→ Supplied text:
Zacatecas-born Alfonso Márquez (47) started umping in the majors in 1999 and since then, has seen a meteoric rise. With three World Series to his name, he is now the first Latino to become a crew chief in the MLB. He joins the late Jim McKean, a native of Canada, as the second foreigner to ever hold the position. 

Also, Dominican Ramón De Jesús (36), who's been a minor league umpire since 2009 and began working in major league spring training four years ago, was named a full-time umpire. The two appointments show the efforts of the organization to expand its pool of professionals that are racial minorities. 

In addition to Márquez, umpire Kerwin Danley, will be the MLB's first black crew chief. According to the AP, there are only a dozen umpires of color in the league.

Danley is an outlier in his field. His major league umpire career began in 1992 and he's umped in the 2008 and 2018 World Series. He also played baseball in college and was named an All-American in 1983.  

Remembering Emmett Ashford

You may not know his name unless you're a baseball fan, but he was the first black umpire in the Major Leagues in 1966, paving the way for the rest.

However, Emmett Ashford's beginnings, as you can imagine, were not easy...

"I had trouble getting into the stadium," he said in a 1977 interview about his first game. The Secret Service had increased security because Vice President Hubert Humphrey was throwing out the first pitch. When Ashford took the field and introduced himself as an umpire, the response was, "I'm sorry, there are no black umpires in the major leagues."

"Well," he said, "there will be a black umpire if you let me in."

Ashford also said he was proud to have umped in the Major Leagues, not because he was the first African-American to do so, but because he belonged to a "very select group of men.

"The biggest satisfaction I've gotten is the feeling that I've accomplished what I set out to do when everyone told me it couldn't be done," he said.

→ Challenges:
1 - Could you revise the part of the umpire article that opens with the words containing "Zacatecas-born Alfonso Márquez" and closes with "hold the position.", putting "rapid rise" in place of "meteoric rise"?
2 - Can you lay out the records from the line containing "form: point(752, 682)." through the line containing "point(41, 346)" as a two-column CSV with the columns request and point? Give one row per request, with its text and its answer each in a single quoted field and line breaks turned into spaces.
The umpire article has no connection to the records that come next.

→ Data to process:
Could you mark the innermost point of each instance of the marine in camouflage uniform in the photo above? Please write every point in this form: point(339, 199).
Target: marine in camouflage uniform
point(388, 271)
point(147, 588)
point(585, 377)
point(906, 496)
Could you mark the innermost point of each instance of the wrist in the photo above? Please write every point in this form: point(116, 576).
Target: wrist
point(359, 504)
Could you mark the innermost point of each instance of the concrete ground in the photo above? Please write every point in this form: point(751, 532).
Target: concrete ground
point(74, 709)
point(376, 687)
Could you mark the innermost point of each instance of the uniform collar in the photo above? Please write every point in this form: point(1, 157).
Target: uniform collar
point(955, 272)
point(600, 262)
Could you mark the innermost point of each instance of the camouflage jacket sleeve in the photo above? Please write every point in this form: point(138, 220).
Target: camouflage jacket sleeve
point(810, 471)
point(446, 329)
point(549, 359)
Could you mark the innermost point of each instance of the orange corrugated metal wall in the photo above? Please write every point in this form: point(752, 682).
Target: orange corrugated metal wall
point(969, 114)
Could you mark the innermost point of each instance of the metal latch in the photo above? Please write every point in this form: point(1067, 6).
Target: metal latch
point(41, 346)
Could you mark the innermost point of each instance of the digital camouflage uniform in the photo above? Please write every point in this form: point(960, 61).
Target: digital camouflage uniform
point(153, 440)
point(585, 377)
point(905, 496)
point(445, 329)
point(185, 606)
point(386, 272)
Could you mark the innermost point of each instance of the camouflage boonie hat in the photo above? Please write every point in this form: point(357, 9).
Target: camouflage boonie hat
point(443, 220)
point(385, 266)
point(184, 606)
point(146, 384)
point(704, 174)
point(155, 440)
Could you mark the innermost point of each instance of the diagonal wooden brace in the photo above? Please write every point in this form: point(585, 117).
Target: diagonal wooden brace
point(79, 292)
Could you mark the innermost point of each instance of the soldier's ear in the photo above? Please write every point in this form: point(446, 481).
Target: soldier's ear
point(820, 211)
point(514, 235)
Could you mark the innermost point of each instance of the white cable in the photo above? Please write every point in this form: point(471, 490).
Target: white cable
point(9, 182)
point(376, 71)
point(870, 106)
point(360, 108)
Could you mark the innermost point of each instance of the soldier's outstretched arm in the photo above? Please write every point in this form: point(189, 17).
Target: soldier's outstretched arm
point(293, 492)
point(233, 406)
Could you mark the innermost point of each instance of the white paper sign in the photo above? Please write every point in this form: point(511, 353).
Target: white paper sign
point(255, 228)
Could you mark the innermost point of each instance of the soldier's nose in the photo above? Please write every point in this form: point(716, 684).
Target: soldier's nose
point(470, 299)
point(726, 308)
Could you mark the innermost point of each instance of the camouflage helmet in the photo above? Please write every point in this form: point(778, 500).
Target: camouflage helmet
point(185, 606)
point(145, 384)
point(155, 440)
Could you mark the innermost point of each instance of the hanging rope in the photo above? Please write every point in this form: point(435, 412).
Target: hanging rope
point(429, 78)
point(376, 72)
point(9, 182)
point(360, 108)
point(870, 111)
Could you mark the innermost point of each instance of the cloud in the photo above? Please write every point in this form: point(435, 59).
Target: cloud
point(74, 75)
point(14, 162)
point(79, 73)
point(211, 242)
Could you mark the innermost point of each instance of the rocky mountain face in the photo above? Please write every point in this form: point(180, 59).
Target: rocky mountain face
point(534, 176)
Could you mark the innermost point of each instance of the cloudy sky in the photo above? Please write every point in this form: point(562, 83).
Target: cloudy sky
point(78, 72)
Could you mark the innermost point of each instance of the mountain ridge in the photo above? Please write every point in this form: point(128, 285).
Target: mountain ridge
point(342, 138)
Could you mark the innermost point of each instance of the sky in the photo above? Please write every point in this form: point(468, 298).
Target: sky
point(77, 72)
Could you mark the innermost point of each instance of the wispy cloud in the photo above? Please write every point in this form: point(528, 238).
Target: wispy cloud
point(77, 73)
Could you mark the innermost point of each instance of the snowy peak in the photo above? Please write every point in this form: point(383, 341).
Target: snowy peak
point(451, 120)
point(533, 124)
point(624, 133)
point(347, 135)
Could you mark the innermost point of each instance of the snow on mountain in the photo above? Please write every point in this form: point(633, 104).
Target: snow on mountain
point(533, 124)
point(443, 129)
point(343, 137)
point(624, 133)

→ Expected results:
1 -
Zacatecas-born Alfonso Márquez (47) started umping in the majors in 1999 and since then, has seen a rapid rise. With three World Series to his name, he is now the first Latino to become a crew chief in the MLB. He joins the late Jim McKean, a native of Canada, as the second foreigner to ever hold the position.

2 -
request,point
"Could you mark the innermost point of each instance of the orange corrugated metal wall in the photo above? Please write every point in this form: point(752, 682). Target: orange corrugated metal wall","point(969, 114)"
"Could you mark the innermost point of each instance of the metal latch in the photo above? Please write every point in this form: point(1067, 6). Target: metal latch","point(41, 346)"